Earthquakes, hurricanes, volcanic activity and other natural disasters regularly cause destruction and the loss of life in parts of the Caribbean.

On the International Day for Disaster Risk Reduction marked annually on 13 October, UN Resident Coordinator for Barbados and the Eastern Caribbean, Didier Trebucq and Nahuel Arenas, regional chief of the UN Office for Disaster Risk Reduction (UNDRR) consider the connection between disasters and inequality.

“In the Caribbean, we share a deep understanding of the intricate link between disasters and inequality. It’s a narrative of uneven access to crucial resources, leaving the most vulnerable exposed to the impacts of disasters. When disasters strike, they disproportionately affect marginalized communities, exacerbating existing inequalities and pushing them deeper into poverty.

© UN Barbados & the Eastern Caribbean

UN Resident Coordinator for Barbados and the Eastern Caribbean, Didier Trebucq (left) visits St. Vincent and the Grenadines six months after the volcanic eruption.

Fighting inequality is critical to build a stronger and safer future for everyone.

Interconnected challenges

The region faces a range of challenges today—economic uncertainties, widening disparities, supply chain disruptions, energy shortages, price surges, and inflation—all of which cast shadows on economies and livelihoods and worsens the impact of disasters. According to the UNDRR’s Global Assessment Report on Disaster Risk Reduction, globally disasters will push an additional 100.7 million people into poverty by 2030 and an estimated 37.6 million more people will be living in conditions of extreme poverty due to the impacts of climate change.

Recent research paints a stark picture: the poorest bear the heaviest burden when disasters strike. For instance, the deadliest recent disaster in the Caribbean, the Port-au-Prince Earthquake in 2010, impacted the poorest country of the region: Haiti; and its long-term impacts continue to be visible more than a decade later.

MINUSTAH/Marco Dormino

A man walks through the rubble of collapsed buildings in downtown Port au Prince, Haiti, following the earthquake in January 2010.

Between 1970 and 2019, a staggering 91 per cent of all deaths caused by weather, climate, and water hazards occurred in developing countries like the Caribbean. Similarly, the World Bank reports that 82 per cent of disaster-related deaths occurred in low and lower-middle-income countries.

= To be done =
(a) Reproduce the passage of the Caribbean disaster article between "Earthquakes, hurricanes, volcanic" and "connection between disasters and inequality.", inclusive.
(b) Extend the Caribbean disaster article above, picking up right after its final sentence.

= Records shown =
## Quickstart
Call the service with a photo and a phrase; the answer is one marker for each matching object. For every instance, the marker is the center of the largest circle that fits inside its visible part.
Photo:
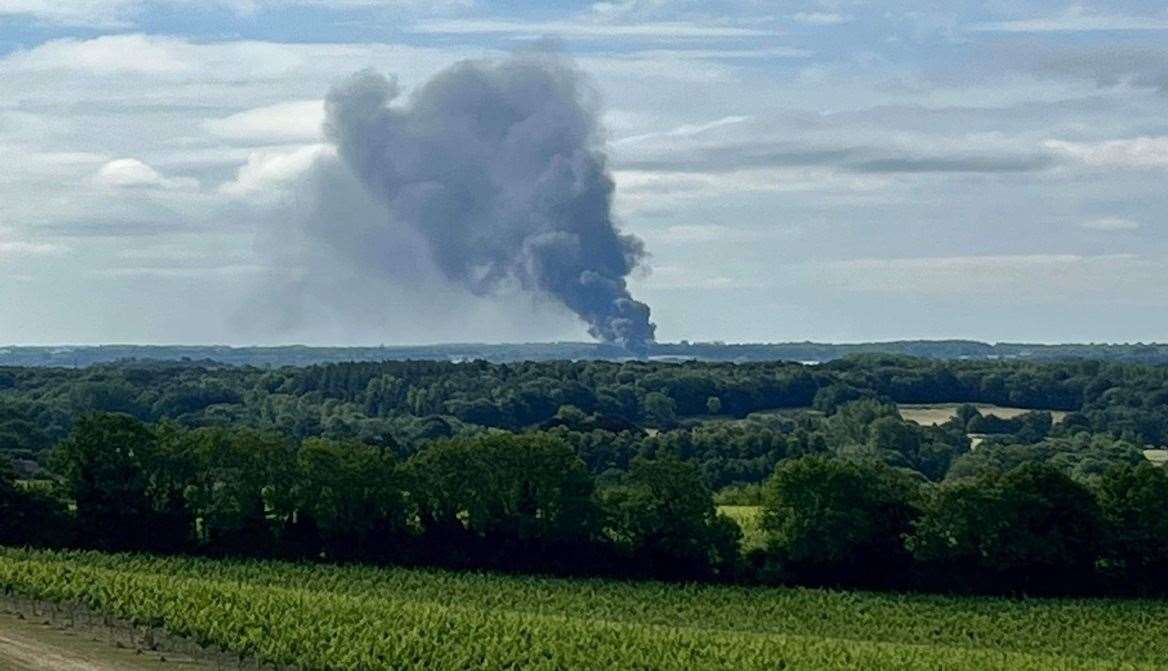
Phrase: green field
(748, 518)
(934, 414)
(368, 618)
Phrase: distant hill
(806, 352)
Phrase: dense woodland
(516, 352)
(605, 468)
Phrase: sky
(835, 170)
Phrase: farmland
(748, 520)
(936, 414)
(350, 617)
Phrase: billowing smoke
(499, 167)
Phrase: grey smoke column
(500, 167)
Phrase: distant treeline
(732, 421)
(805, 352)
(527, 502)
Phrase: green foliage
(527, 488)
(1134, 504)
(1031, 526)
(839, 520)
(664, 517)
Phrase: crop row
(365, 618)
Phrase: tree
(352, 495)
(829, 519)
(1133, 500)
(105, 467)
(714, 406)
(29, 516)
(664, 517)
(242, 490)
(526, 489)
(1034, 527)
(660, 408)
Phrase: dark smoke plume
(499, 166)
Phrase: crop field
(326, 617)
(933, 414)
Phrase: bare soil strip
(27, 645)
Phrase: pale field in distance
(748, 518)
(934, 414)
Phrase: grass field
(933, 414)
(748, 518)
(366, 618)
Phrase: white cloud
(157, 56)
(683, 131)
(123, 13)
(1144, 152)
(654, 29)
(98, 13)
(298, 120)
(133, 173)
(1110, 223)
(268, 172)
(1076, 20)
(1045, 276)
(820, 18)
(16, 248)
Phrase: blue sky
(831, 171)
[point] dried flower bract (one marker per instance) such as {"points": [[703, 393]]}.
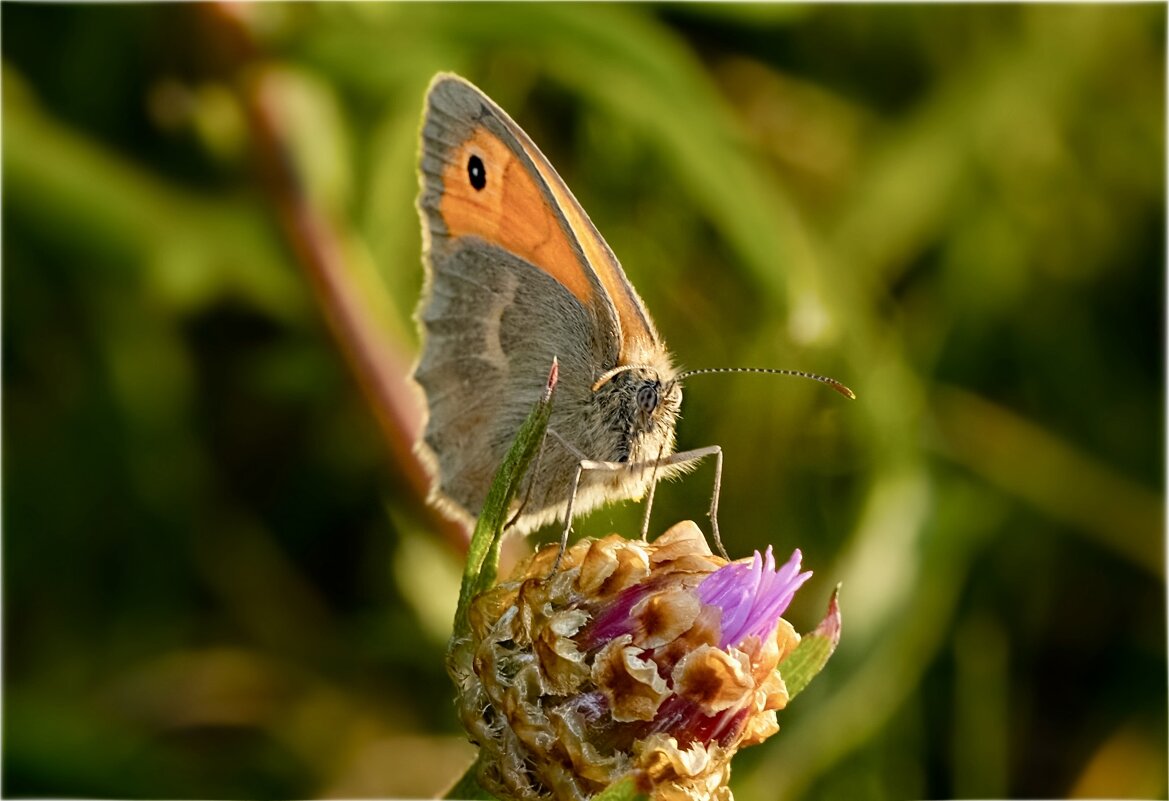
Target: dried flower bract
{"points": [[655, 661]]}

= Written responses =
(a)
Earthquakes, hurricanes, volcanic activity and other natural disasters regularly cause destruction and the loss of life in parts of the Caribbean.

On the International Day for Disaster Risk Reduction marked annually on 13 October, UN Resident Coordinator for Barbados and the Eastern Caribbean, Didier Trebucq and Nahuel Arenas, regional chief of the UN Office for Disaster Risk Reduction (UNDRR) consider the connection between disasters and inequality.

(b)
Cycles of inequality

Approximately 75 per cent of extreme weather events are now linked to climate change, primarily fueled by carbon emissions. Ironically, those experiencing the most severe losses from disasters are often those who have contributed the least to the problem.

In essence, inequality acts as a conduit, transferring disaster risk from those who benefit from risk-taking to those who bear its costs.

Impoverished communities are more likely to reside in hazard-prone areas, lack the resources to invest in risk reduction measures, live in substandard and insecure housing, and have limited access to essential services such as healthcare, public transport, and basic infrastructure.

Specific populations, including women, children, and persons with disabilities, are disproportionately affected by disaster impacts. For example, studies reveal that women in the Caribbean region are less likely to receive official warnings about impending disasters than men. Similarly, during past disasters, persons with disabilities were often the most vulnerable.

Building resilience through early warning

At the UN Office in the Eastern Caribbean, we are rising to the challenge by prioritizing our commitments to the Sendai Framework and the Sustainable Development Goals (SDGs).

This entails a resolute reduction of poverty and inequality, alongside action against disaster risk and vulnerability. Our focus remains unwaveringly fixed on the most vulnerable communities, ensuring they receive the protection and support they deserve.

On a global scale, decision-makers are looking at revamping the financial architecture, aligning it to better serve the needs of the world’s most vulnerable countries. Economic resilience is critical for those most at risk from disasters, forming an indispensable component of our collective strategy to confront the challenges that lie ahead.

© UN Barbados & the Eastern Caribbean

Disaster preparedness drills can help reduce the impact of disasters on communities.

Furthermore, the implementation of the Early Warnings for All initiative, including in Caribbean countries such as Barbados and Antigua and Barbuda, will help to ensure that every corner of the globe is covered by multi-hazard early warning systems within the next four years.

By prioritizing the most at-risk communities, we offer them the vital lifeline of preparedness and early warnings.

By engaging in disaster risk reduction, countries will bolster their capacity, and empower diverse groups in all decision-making processes. Women, the elderly, and persons living with disabilities should be at the forefront, and actively included in our efforts.

The presence of local, national and regional actors, including state and civil society organisations remains key to humanitarian and resilience effectiveness since local actors are often the first responders in an emergency.

As we commemorate this year’s International Day for Disaster Risk Reduction, let us recommit ourselves to this formidable challenge. Let us remember that in the face of disaster-induced inequality, we hold the power to reshape the future.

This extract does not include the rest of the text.